STATED EXERCISE = Could you copy every one of the records below word for word, leaving each line unchanged?
┌─ SOURCE RECORDS
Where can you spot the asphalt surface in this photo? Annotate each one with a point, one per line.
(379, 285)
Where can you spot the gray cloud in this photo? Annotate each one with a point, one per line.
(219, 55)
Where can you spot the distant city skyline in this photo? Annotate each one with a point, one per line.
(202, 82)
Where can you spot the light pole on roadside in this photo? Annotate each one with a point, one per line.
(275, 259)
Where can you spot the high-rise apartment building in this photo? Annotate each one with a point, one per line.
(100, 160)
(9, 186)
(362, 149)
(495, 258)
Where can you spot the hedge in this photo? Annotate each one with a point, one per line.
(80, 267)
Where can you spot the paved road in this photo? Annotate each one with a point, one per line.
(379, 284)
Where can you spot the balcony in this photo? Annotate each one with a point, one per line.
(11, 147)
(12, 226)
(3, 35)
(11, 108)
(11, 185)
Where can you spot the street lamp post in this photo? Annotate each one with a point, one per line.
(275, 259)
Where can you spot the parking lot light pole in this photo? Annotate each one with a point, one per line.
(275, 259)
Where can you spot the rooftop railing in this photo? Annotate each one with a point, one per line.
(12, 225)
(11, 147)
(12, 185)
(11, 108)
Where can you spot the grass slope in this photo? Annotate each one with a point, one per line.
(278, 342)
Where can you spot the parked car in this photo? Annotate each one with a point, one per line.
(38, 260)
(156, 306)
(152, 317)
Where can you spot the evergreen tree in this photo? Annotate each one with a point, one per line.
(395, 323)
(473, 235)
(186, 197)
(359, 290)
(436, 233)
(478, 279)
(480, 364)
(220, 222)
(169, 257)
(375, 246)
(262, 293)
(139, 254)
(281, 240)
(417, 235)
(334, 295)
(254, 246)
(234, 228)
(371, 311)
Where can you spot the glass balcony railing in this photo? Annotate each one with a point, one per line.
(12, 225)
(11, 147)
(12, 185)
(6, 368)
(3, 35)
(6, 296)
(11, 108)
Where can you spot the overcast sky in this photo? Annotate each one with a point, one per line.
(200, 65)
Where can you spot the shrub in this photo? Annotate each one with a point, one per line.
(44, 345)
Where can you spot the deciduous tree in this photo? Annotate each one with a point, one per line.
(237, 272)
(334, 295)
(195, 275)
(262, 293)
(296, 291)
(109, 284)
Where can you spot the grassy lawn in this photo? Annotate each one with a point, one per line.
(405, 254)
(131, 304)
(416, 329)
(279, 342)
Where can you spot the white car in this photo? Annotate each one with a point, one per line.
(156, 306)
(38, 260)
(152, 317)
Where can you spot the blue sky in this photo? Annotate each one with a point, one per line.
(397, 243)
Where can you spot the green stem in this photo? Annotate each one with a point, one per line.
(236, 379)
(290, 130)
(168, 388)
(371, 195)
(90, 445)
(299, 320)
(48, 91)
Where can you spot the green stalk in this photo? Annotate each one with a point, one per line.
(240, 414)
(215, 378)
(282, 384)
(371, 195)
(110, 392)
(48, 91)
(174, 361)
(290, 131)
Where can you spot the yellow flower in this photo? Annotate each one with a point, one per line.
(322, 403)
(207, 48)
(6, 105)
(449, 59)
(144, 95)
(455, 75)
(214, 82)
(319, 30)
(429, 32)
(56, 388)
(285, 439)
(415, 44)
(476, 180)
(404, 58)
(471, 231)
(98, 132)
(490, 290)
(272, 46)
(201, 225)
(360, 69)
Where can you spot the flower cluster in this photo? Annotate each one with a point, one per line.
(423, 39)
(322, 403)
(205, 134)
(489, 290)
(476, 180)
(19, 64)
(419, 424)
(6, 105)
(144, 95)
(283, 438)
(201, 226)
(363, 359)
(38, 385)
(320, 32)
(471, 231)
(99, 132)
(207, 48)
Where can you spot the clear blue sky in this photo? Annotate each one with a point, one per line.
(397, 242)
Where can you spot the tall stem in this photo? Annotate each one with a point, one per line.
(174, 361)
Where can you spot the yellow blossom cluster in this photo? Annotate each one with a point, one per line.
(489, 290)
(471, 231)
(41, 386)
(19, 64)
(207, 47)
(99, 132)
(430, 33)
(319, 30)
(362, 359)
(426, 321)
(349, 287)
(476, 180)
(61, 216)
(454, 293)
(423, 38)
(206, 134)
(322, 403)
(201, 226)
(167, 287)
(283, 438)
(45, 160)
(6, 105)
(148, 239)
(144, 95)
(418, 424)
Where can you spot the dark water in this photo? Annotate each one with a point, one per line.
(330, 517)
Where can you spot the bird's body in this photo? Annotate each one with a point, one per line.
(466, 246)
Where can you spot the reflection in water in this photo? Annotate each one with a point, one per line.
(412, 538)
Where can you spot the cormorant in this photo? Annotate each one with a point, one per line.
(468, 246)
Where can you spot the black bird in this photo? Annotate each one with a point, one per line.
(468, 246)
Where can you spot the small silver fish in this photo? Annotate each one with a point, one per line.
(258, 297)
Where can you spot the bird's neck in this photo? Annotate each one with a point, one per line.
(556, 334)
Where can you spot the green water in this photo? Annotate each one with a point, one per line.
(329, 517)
└─
SOLUTION =
Where can you spot the asphalt surface in this photo? Annotate each one with a point, one per line.
(379, 285)
Where can you spot the gray cloud in this photo? Annotate each one with a point, one per line.
(219, 55)
Where can you spot the distant city skyline in this photo? Annotate each one with a point, one per line.
(202, 82)
Where can you spot the light pole on roadside in this photo? Annotate each one with a point, one per line.
(275, 259)
Where can you spot the high-rise apartment building in this photo? Annotate each one with a point, one per line.
(100, 160)
(9, 186)
(362, 149)
(495, 258)
Where can you spot the hedge in this photo? Annotate each one with a point, one per line.
(80, 267)
Where can you spot the paved road in this photo? Annotate each one with a point, one per line.
(379, 284)
Where can you spot the balcony in this photo? Annotate each one with a point, one per line.
(11, 147)
(12, 226)
(3, 35)
(11, 108)
(11, 185)
Where can you spot the street lamp post in this photo? Annotate each one with a point, one per line.
(275, 259)
Where can you spot the parking lot light pole in this photo? Annotate each one with a point, one per line.
(275, 259)
Where can you spot the rooftop railing in this photo? Annotate each one with a point, one per line.
(12, 225)
(11, 147)
(12, 185)
(11, 108)
Where can you spot the grass slope in this photo? Annotate each one with a point, one per line.
(278, 342)
Where can you spot the parked car in this photo? Annotate each one with a point, one per line.
(38, 260)
(156, 306)
(152, 317)
Where can you spot the evergreen tree in this photo? Annotate each one with a point, one per line.
(395, 323)
(473, 235)
(186, 197)
(359, 290)
(436, 233)
(478, 279)
(480, 364)
(220, 222)
(169, 257)
(375, 246)
(262, 293)
(139, 254)
(281, 240)
(417, 235)
(334, 295)
(254, 246)
(234, 228)
(371, 311)
Where can you spot the glass balcony railing in this photo? Annotate each one with a point, one per line.
(12, 225)
(11, 147)
(12, 185)
(6, 368)
(3, 35)
(6, 296)
(11, 108)
Where can you spot the overcast sky in this photo? Annotate each one with a point, one per line.
(200, 65)
Where can you spot the shrub in this photo? Annotate each one with a point, one per line.
(44, 345)
Where can you spot the deciduous tree in this photo? Annotate each one with a point, one per line.
(237, 272)
(334, 295)
(195, 275)
(262, 293)
(296, 291)
(109, 284)
Where can you spot the grassy lawn in this photo? Annotate each one with a point, one per line.
(405, 254)
(131, 304)
(416, 329)
(279, 342)
Where can you spot the white car in this photo? Annotate each one with a point, one per line.
(156, 306)
(38, 260)
(152, 317)
Where can you spot the blue sky in this photo? Annotate each one with a point, one per line.
(397, 243)
Where can you spot the green stem in this photo? Annotate each one with a point, one per line.
(236, 379)
(290, 130)
(168, 388)
(371, 195)
(90, 445)
(299, 320)
(48, 91)
Where can you spot the green stalk in this photo? Annotate each one with a point, one per line.
(240, 414)
(215, 378)
(282, 384)
(371, 195)
(110, 392)
(48, 91)
(174, 361)
(290, 131)
Where can you spot the yellow flower in this photo? Annotate each one with a point, one per line.
(322, 403)
(207, 48)
(6, 105)
(449, 59)
(144, 95)
(455, 75)
(214, 82)
(319, 30)
(429, 32)
(56, 388)
(285, 439)
(415, 44)
(476, 180)
(404, 58)
(471, 231)
(98, 132)
(490, 290)
(272, 46)
(201, 225)
(360, 69)
Where can you spot the flower cluster in this photo? Annotate each one with a point, one per line.
(423, 39)
(322, 403)
(205, 134)
(489, 290)
(476, 180)
(19, 64)
(419, 424)
(6, 105)
(144, 95)
(283, 438)
(201, 226)
(363, 359)
(38, 385)
(320, 32)
(471, 231)
(99, 132)
(207, 48)
Where can you spot the clear blue sky in this photo? Annotate each one with a point, one per line.
(397, 242)
Where can you spot the tall stem in this photo? Annotate each one with a point, one per line.
(174, 361)
Where can you spot the yellow blossom cluster in this photo? Annotate each one with a point, one per line.
(489, 290)
(471, 231)
(41, 386)
(19, 64)
(207, 47)
(99, 132)
(430, 33)
(319, 30)
(362, 359)
(426, 321)
(349, 287)
(476, 180)
(61, 216)
(454, 293)
(423, 38)
(206, 134)
(322, 403)
(201, 226)
(167, 287)
(283, 438)
(45, 160)
(6, 105)
(148, 239)
(144, 95)
(418, 424)
Where can you spot the dark water in this photo? Annotate each one with a point, one per line.
(330, 517)
Where can you spot the bird's body in this photo? Annotate each one with a point, one per line.
(466, 246)
Where can you spot the reflection in water in this photo? Annotate each one with a point, one per line.
(412, 538)
Where can you spot the cormorant in this photo? Annotate each one with a point, one per line.
(468, 246)
Where can you spot the black bird in this photo? Annotate each one with a point, one per line.
(468, 246)
Where can you spot the small silver fish in this photo? Annotate each one with a point, one per line.
(258, 297)
Where can you spot the bird's neck in this photo? Annotate each one with a point, one per line.
(556, 334)
Where can you spot the green water in this photo? Annotate each one with a point, one per line.
(329, 517)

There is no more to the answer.